● What you should do
Output the records exactly, and drop each picture.

[Opening Given data section]

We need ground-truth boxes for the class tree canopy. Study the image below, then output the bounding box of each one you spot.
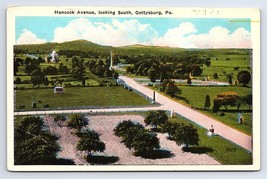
[14,116,60,165]
[144,110,168,129]
[76,129,105,156]
[114,120,160,156]
[173,123,199,148]
[237,70,251,86]
[67,114,88,131]
[215,91,239,110]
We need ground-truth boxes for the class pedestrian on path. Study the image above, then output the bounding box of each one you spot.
[207,125,215,136]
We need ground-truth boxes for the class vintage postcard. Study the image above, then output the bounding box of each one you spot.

[Closing Given data section]

● Answer to the exercise
We need ground-truth boxes for the class tree canopy. Study the image below, then output the bounding box of each one you spot.
[14,116,60,165]
[144,110,168,129]
[76,129,105,156]
[114,120,160,156]
[173,123,199,148]
[237,70,251,86]
[67,114,88,131]
[215,91,239,110]
We need ground-truth boxes for the class pedestrian on path. Study the image above, then output the bounding box of each one you spot.
[207,125,215,136]
We need ground-truth boxes for the class vintage postcard. Study the image above, then output the bounding box of each one you spot.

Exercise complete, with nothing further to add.